▶ Document extract

───

India’s IT services industry has grown rapidly over the past decade, as its firms’ operational footprints have expanded across the entire world. Consider Wipro, one of India’s largest IT services firms with fiscal year 2010-11 (April-March) revenues of US$6.9bn. Wipro’s IT business today employs some 131,000 people in 55 countries.

Wipro’s IT business has delivery centers in ten Indian cities and in more than 20 cities outside of India. These ‘global delivery centres’ generally serve offshore as well as onsite customers. Wipro categorises a few of these centres as ‘strategic delivery centres’, based on either their importance to Wipro from a business perspective or on their strategic location in relation to a customer’s needs.

“Our choice of city to set up a ‘global delivery centre’ depends on a set of well-articulated parameters that determine its suitability,” emphasises Hariprasad Hegde, global head of operations at Wipro. To vet potential investment locations, Wipro uses a seven-point decision matrix, which broadly analyses the availability and cost of human capital, telecommunication infrastructure, the business environment, business conveniences such as hotels, quality of life, security and political stability.

“Talent availability and geographic proximity to major clients is important for global delivery centres,” says Mr Hegde. This approach is reflected in its choice of strategic global delivery centres outside India, in places such as Atlanta (USA), Bucharest (Romania), Cebu (The
Philippines), Chengdu (China), Curitiba (Brazil), and Monterrey (Mexico).

Before investing in a city, Wipro seeks to better understand, among other things, the potential socio-economic and environmental impacts of its actions. It conducts an analysis of the local economy to forecast how its business operations might generate jobs for the local workforce and contribute to creating a supply ecosystem that further enhances local resources and skills.

───

(Object location annotation data)

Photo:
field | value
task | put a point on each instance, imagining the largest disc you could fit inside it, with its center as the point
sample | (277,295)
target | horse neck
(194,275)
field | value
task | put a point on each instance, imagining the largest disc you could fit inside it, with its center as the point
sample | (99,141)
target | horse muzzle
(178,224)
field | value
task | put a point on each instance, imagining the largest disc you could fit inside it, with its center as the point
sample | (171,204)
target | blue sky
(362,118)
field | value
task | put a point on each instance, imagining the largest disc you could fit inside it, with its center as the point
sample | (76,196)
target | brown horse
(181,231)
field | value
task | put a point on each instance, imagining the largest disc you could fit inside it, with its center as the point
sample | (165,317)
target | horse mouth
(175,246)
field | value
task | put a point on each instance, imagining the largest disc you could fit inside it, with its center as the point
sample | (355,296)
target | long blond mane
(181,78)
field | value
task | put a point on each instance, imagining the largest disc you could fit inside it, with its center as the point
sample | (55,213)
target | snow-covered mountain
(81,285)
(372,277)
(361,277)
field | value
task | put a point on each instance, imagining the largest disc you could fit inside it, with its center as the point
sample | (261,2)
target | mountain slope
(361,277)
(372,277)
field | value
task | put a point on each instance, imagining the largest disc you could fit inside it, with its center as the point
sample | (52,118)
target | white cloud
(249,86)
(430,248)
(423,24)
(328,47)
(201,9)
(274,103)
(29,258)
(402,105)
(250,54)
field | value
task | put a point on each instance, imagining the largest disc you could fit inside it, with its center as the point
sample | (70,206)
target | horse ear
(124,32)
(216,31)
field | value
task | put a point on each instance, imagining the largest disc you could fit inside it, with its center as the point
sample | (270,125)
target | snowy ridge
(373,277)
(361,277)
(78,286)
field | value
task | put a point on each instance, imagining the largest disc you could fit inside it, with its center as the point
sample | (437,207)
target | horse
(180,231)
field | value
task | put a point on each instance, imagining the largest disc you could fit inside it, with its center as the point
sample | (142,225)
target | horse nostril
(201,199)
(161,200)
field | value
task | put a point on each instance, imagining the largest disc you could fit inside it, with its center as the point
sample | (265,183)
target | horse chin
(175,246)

───

▶ What to do
1 - According to the Wipro passage, how many people does Wipro's IT business employ, and in how many countries?
2 - Gather every line of the listing that contains the string "horse". Case counts.
The Wipro passage has no connection to the listing.

▶ Answers to each task
1 - Some 131,000 people in 55 countries.

2 -
target | horse neck
target | horse muzzle
target | brown horse
target | horse mouth
target | horse ear
target | horse
target | horse nostril
target | horse chin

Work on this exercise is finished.